> [What needs to be done]:
Output the entries in full and verbatim, pictures omitted.

> [Records provided]:
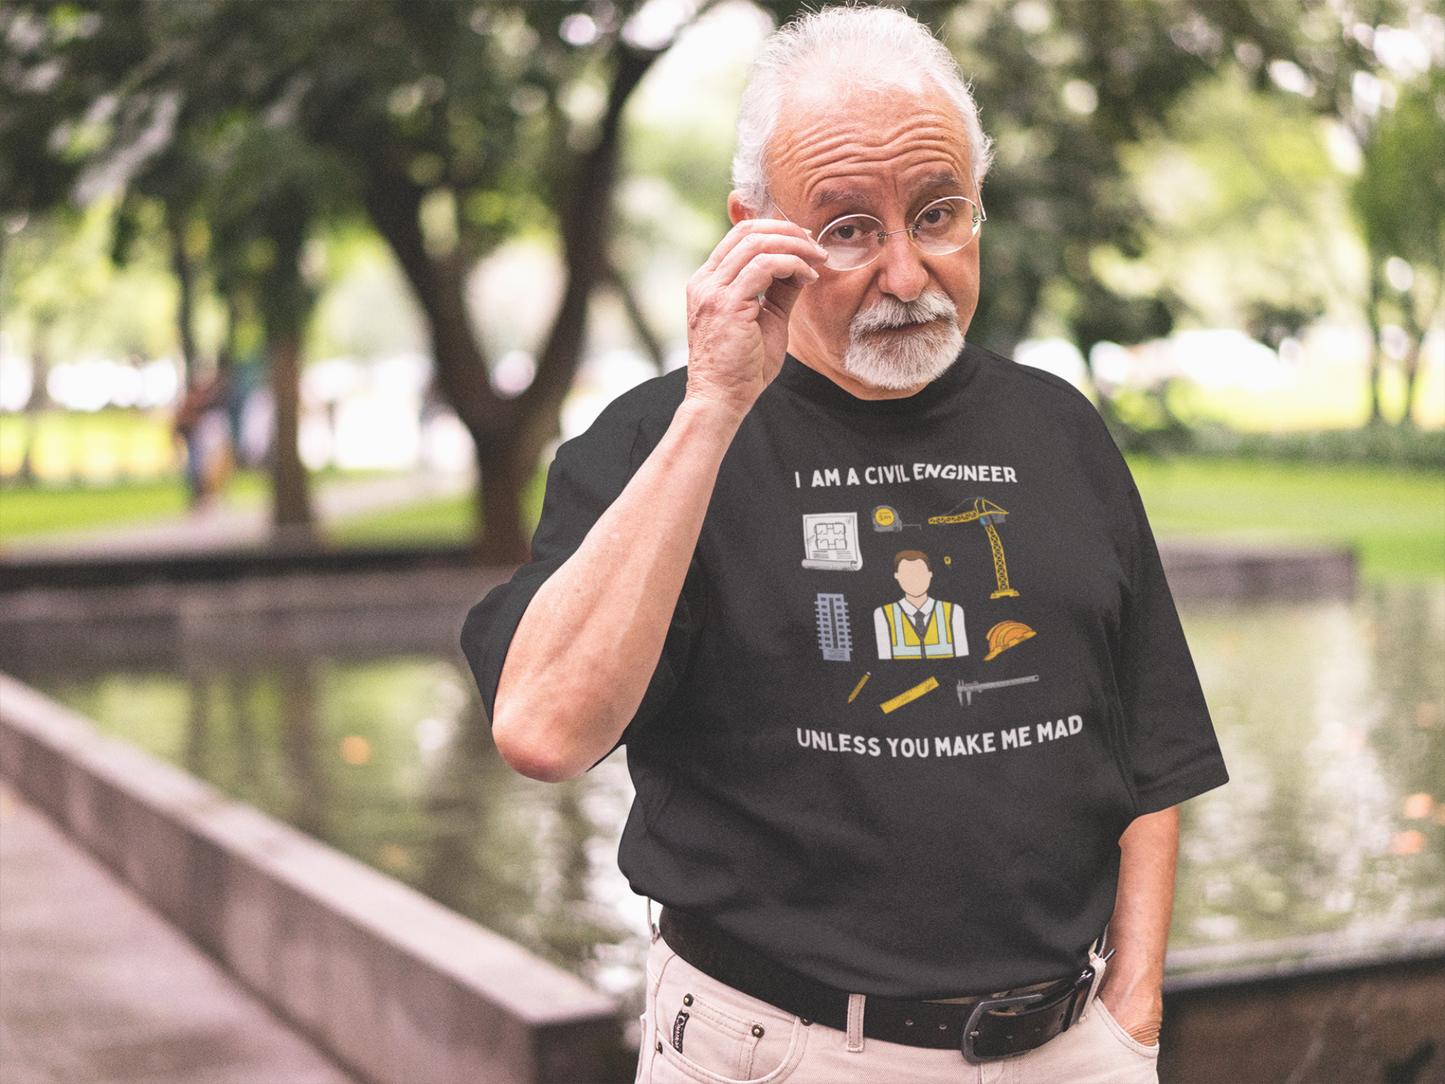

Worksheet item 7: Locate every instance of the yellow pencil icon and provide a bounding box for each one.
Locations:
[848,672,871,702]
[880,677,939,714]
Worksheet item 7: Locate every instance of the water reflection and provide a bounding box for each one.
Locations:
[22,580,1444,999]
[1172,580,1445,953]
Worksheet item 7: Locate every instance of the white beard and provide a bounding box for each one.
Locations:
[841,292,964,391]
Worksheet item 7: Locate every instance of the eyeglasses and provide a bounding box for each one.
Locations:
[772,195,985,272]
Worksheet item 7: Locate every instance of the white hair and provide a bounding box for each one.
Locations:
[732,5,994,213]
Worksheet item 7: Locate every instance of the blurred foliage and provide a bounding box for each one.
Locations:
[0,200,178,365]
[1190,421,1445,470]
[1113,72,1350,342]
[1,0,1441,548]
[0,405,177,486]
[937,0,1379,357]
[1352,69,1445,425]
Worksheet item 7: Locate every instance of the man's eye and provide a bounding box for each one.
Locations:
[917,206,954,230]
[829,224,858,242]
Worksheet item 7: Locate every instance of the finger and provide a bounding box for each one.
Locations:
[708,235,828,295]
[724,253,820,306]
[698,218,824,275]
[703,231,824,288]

> [Answer area]:
Worksheet item 7: Locate every instance of the yellow pencil icon and provide a bounding box for each one.
Locations:
[848,672,871,702]
[880,677,939,714]
Worksheet item 7: Locate every instance of the water reflection and provide a bounding box for each one.
Locations:
[22,580,1444,999]
[1172,580,1445,953]
Worksheet item 7: Locate every instance of the white beard and provide a bounding box for each one.
Locations:
[841,292,964,391]
Worksheet item 7: Locate every instance of the eyeglasses and provide a bounding box for each one.
Locations:
[772,195,985,272]
Worksheet item 7: Locate every instance of the white hair and provide a bounding box for each one.
Locations:
[732,5,994,213]
Worksheet item 7: Locate every instance of the blurred foliage and provide a bounding box for each one.
Locations:
[0,200,178,365]
[1190,421,1445,470]
[1113,72,1350,342]
[1,0,1441,548]
[0,405,177,486]
[937,0,1379,357]
[1352,69,1445,425]
Worksheet item 7: Locate every instance of the man's eye and provide a bounding box for each one.
Locations:
[917,206,954,230]
[829,224,858,242]
Worksheet item 7: Locate every instance of the finger and provide a bounding box for each one.
Locations:
[708,235,828,295]
[724,253,820,306]
[698,218,824,275]
[703,231,824,288]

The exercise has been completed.